• **Page text**
◇ ◇ ◇

Leave the gun, take the points.
Jimmy Barbarise’s hit mob show, “Capo: Rise to Power,” may be filming Season 2 — but the lead actor’s focus is on Season 1 of Long Island University Sharks women’s flag football as inaugural head coach.
“A lot of the parents, when I do the team calls, the first questions aren’t about flag,” he told The Post with a laugh.
“It’s, ‘I watched it. I loved it. When’s Season 2 coming out?’ and I’m just like, ‘Let’s talk about your daughter now?’” added Barbarise, who dished out signed posters to player families.
The Centereach-born goodfella — he previously coached the University of Tampa to a No. 3 national ranking and is an LI flag football Hall of Famer — picked a heck of a year to jump into the Shark tank.
The New York Jets and their Betty Wold Johnson Foundation kicked in a healthy $1M to LIU’s Eastern College Athletic Conference to launch America’s largest collegiate flag football league of 15 teams.
Sweetening the deal, championships for the coveted “Betty” trophy will be played at MetLife Stadium starting in 2027 when the World Cup concludes.
“It’s so surreal,” said wideout E’lise Lyrse during the league’s massive media day at The Meadowlands.
“I’ve never seen people come together for a sport like this,” added the sophomore who moved from LIU’s rowing team to try her luck on the gridiron.
Getting their button
Lyrse isn’t the only flag football newcomer repping the Sharks this season, as Barbarise’s team has only four women with prior experience.
“We’re really starting from scratch,” the head coach admitted, saying he opened the books to anyone.
“I sat in the common area and asked people if they wanted to play football… we had players asking roommates.”
But sharks are born swimming.
The mob man picked two experienced first years as his football family’s captains to get newbies ready: High school teammates at Valley Stream, running back Ryann Blount and cornerback Sophia Songveeratham.

◇ ◇ ◇

• **Information**

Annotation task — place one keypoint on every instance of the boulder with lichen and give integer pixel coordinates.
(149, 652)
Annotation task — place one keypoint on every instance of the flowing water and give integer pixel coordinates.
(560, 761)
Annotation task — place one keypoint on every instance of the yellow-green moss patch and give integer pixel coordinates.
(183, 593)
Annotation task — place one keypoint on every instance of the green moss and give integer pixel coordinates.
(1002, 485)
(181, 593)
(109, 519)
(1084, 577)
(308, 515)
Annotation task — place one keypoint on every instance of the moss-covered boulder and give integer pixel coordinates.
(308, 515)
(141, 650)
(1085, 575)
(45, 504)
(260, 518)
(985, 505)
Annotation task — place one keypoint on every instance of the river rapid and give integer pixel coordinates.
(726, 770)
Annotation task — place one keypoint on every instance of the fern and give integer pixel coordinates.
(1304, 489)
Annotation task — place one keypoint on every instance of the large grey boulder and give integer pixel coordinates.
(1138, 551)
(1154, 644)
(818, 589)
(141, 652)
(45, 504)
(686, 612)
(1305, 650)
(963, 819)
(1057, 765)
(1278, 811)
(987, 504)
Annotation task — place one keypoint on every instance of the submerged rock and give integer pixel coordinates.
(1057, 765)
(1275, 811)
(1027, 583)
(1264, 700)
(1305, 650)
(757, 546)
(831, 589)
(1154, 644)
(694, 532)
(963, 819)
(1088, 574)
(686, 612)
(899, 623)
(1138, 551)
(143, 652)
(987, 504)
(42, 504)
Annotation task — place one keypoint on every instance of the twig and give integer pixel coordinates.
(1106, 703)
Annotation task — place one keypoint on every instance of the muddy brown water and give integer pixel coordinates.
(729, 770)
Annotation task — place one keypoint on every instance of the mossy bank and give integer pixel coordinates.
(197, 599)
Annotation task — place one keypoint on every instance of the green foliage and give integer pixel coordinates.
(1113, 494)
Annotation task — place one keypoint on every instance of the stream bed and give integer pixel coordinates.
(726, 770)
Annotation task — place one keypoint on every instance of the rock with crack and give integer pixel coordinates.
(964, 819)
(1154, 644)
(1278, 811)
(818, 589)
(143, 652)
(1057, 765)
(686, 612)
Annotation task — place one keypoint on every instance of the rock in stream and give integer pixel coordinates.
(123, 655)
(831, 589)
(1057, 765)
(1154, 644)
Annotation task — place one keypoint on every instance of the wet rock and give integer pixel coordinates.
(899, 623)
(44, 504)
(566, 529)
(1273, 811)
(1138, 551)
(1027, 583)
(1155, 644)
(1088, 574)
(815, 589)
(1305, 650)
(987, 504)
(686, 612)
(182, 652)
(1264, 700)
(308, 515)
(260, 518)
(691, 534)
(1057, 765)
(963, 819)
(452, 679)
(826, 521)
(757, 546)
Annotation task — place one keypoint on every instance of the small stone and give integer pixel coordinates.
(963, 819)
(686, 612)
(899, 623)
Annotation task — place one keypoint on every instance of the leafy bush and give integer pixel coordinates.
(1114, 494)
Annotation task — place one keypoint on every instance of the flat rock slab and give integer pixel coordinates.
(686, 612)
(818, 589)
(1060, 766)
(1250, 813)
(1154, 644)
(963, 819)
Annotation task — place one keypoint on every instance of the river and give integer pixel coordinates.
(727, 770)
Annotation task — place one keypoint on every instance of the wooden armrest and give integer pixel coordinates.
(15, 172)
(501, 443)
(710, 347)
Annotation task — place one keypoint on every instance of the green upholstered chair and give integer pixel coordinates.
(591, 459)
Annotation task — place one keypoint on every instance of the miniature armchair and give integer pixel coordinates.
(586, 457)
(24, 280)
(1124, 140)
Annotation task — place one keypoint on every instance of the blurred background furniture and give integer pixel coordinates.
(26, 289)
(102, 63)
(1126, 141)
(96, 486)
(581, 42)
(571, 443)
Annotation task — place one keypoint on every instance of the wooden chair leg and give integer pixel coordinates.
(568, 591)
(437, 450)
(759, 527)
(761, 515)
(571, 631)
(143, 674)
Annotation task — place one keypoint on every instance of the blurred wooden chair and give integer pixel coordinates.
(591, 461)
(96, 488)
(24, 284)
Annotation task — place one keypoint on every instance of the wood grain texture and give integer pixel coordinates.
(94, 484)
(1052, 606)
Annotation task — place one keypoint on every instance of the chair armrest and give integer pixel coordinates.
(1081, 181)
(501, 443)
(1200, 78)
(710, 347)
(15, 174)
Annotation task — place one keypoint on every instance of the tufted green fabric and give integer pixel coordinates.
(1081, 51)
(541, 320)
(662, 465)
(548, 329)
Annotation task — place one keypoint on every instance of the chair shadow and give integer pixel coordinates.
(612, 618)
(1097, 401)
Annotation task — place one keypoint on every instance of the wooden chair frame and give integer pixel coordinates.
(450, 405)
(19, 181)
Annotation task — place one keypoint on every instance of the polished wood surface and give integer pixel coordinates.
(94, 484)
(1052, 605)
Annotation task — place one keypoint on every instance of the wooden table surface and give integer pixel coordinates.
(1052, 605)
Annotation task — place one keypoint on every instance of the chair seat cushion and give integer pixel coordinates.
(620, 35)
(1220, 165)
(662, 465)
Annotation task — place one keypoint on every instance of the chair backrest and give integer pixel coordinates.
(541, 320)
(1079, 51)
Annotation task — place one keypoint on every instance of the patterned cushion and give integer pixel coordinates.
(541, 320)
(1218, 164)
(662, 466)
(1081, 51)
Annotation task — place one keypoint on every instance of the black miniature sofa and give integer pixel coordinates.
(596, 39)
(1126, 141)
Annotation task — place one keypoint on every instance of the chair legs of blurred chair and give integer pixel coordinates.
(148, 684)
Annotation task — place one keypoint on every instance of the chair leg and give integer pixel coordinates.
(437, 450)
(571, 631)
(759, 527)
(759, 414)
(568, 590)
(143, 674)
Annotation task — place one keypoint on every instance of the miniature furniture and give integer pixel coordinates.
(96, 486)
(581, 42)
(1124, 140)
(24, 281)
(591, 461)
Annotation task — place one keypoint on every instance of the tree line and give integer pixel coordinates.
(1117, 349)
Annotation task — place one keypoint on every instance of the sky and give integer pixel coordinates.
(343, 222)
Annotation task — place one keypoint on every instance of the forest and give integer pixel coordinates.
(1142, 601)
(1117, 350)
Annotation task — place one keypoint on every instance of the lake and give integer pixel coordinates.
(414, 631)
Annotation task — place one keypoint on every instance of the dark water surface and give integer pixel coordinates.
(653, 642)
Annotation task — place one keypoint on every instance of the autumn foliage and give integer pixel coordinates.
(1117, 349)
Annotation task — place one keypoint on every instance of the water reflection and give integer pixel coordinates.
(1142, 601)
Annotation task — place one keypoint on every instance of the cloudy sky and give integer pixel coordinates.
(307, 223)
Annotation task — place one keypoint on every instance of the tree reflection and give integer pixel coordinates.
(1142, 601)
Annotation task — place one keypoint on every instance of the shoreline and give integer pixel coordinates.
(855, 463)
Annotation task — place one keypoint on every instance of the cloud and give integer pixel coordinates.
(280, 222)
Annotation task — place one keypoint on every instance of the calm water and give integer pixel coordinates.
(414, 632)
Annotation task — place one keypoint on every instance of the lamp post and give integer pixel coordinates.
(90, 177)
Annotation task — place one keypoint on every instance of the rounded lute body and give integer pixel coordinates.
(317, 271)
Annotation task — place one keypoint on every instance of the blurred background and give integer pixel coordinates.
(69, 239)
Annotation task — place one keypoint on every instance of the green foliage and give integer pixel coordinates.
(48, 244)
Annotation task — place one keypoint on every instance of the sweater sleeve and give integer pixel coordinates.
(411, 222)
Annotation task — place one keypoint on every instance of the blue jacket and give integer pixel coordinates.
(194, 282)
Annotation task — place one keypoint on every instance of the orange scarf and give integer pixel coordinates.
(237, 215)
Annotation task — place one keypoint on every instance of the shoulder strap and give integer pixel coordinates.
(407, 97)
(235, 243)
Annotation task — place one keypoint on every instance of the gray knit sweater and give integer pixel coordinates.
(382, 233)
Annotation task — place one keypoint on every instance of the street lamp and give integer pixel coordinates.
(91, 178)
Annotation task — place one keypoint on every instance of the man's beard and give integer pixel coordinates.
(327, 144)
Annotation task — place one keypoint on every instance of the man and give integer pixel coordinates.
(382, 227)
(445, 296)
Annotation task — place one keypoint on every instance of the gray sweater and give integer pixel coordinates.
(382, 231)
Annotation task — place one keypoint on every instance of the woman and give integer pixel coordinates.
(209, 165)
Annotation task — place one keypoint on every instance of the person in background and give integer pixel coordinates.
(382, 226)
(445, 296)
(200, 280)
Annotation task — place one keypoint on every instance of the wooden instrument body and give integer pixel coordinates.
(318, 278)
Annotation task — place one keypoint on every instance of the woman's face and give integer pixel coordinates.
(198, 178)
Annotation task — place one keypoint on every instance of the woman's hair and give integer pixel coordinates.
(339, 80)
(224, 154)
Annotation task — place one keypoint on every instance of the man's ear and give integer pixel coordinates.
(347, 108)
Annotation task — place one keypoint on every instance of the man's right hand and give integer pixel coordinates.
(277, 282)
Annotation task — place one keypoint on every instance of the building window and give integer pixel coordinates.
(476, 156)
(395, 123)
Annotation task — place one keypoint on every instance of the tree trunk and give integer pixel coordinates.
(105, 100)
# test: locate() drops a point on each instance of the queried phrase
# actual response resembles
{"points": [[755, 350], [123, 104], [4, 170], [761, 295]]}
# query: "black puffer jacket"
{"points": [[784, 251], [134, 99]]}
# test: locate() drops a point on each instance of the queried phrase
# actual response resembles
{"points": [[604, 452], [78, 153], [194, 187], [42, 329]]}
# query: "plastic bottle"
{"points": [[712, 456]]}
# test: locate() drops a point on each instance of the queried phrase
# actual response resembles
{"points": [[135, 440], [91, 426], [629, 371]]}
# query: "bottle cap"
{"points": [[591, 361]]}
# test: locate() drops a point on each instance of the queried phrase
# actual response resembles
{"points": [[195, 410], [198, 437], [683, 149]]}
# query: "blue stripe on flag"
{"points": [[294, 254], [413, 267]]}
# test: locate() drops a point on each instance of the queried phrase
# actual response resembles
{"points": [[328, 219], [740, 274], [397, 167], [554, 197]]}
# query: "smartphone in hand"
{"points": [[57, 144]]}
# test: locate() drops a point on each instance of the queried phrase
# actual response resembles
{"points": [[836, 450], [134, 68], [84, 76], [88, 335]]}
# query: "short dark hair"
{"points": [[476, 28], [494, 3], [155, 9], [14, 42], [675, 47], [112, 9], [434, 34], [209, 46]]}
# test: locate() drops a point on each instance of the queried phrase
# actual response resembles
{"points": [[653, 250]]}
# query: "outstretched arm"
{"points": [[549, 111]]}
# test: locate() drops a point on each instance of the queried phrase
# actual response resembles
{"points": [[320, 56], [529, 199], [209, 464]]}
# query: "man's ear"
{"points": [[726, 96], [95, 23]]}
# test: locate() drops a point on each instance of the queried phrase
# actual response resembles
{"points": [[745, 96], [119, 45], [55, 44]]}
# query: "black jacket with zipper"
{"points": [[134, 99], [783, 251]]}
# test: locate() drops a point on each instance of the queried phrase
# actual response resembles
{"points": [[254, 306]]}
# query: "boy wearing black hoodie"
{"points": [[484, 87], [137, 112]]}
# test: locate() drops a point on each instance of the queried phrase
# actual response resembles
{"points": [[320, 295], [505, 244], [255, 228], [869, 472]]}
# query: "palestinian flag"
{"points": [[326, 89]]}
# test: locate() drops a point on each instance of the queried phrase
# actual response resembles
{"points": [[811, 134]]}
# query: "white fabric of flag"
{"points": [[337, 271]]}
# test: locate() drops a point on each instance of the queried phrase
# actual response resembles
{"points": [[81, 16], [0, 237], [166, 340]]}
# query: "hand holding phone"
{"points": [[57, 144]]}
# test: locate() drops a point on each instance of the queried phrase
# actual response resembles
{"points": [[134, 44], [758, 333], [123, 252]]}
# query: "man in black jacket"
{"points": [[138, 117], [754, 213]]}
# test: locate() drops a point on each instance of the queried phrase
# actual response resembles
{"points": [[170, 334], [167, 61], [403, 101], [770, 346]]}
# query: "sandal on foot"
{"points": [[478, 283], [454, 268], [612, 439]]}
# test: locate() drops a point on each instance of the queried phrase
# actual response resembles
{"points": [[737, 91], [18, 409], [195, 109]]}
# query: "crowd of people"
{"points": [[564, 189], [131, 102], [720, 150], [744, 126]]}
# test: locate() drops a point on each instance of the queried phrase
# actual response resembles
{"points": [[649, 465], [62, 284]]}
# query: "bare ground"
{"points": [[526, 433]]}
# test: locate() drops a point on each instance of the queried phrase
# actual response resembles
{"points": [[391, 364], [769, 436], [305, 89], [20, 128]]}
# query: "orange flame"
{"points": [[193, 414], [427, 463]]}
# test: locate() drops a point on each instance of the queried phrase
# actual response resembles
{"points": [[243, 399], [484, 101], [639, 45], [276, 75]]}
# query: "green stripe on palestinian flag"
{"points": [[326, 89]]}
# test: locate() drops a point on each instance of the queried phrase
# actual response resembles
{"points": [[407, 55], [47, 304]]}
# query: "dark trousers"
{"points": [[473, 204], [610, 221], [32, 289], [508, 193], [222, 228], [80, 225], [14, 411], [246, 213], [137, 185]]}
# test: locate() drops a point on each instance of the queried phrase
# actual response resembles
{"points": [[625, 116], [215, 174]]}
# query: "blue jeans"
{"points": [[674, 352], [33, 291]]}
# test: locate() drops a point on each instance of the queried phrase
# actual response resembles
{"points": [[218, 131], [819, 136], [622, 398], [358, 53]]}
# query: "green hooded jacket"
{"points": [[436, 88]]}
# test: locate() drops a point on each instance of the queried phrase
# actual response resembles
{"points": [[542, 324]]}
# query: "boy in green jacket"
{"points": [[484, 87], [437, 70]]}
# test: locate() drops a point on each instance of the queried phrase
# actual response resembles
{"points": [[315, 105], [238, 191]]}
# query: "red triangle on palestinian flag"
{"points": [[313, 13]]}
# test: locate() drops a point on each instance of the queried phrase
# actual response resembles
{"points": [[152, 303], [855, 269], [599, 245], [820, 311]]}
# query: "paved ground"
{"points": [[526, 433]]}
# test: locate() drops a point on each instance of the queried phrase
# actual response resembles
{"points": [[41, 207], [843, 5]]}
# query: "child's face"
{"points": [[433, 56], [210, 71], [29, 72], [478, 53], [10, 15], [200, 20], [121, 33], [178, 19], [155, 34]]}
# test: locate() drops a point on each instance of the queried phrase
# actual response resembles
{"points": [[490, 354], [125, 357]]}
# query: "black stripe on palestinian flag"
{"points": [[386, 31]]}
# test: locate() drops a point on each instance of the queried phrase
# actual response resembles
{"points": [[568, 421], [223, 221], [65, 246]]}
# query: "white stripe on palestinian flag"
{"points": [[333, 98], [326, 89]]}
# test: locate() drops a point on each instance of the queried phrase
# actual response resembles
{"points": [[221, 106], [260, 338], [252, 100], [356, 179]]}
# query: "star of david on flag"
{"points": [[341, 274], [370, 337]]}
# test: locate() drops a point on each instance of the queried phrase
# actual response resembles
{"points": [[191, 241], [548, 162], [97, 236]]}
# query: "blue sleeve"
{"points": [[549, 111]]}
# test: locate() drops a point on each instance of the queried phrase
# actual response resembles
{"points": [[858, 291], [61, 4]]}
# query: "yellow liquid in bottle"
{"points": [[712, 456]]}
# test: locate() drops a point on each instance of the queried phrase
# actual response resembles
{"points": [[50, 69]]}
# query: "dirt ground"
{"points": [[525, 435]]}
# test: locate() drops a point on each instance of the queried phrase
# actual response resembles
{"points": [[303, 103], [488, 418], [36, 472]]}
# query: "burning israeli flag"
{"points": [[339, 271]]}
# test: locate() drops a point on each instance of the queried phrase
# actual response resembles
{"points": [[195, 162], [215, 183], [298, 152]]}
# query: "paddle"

◇ ◇ ◇

• **Assignment 1**
According to the article on the LIU women's flag football team, why did Barbarise choose Ryann Blount and Sophia Songveeratham as captains?
• **Assignment 2**
Continue the article on the LIU women's flag football team from where it stops.

• **Exercise answer 1**
He needed experienced players to get the newcomers ready, since only four women on the team had played flag football before. Blount and Songveeratham were first-year players with that experience.

• **Exercise answer 2**
Blount said they “would run our own little clinics” that taught the basics of the 7-on-7 game, like route running, plus lots of conditioning.
“Months before coach was even on campus, we were training just on the grass, just running around in the dark — just doing everything we could to get any progress,” added Lyrse, who described the group as inseparable.
When asked how many players watch Barbarise’s show, the captains hilariously declined to comment.
“I swear we’ll get to it,” Blount said.
Made for this
While the first season may be a building year, Songveeratham is confident that Long Island’s explosive high school flag football landscape will certainly pad out the roster moving forward.
“We had about 26 seniors on the team,” she said of her senior year at Valley Stream.
“It’s so impressive how the programs have been growing so much over the Island. … I want to see how much this can go, and I can’t wait.”
Barbarise added that the local hotbed is making his job easier as well.
“A lot of them have reached out,” he said. “I’ve got a road map to recruits.”
But the Sharks — one of the loudest teams at the Jets media day — don’t plan on waiting to show the flag football world what they’re made of come game one vs. Mercy on St. Patrick’s Day.
“I know my team, I know we can do it,” said Blount. “Watch out for the new kids on the block.”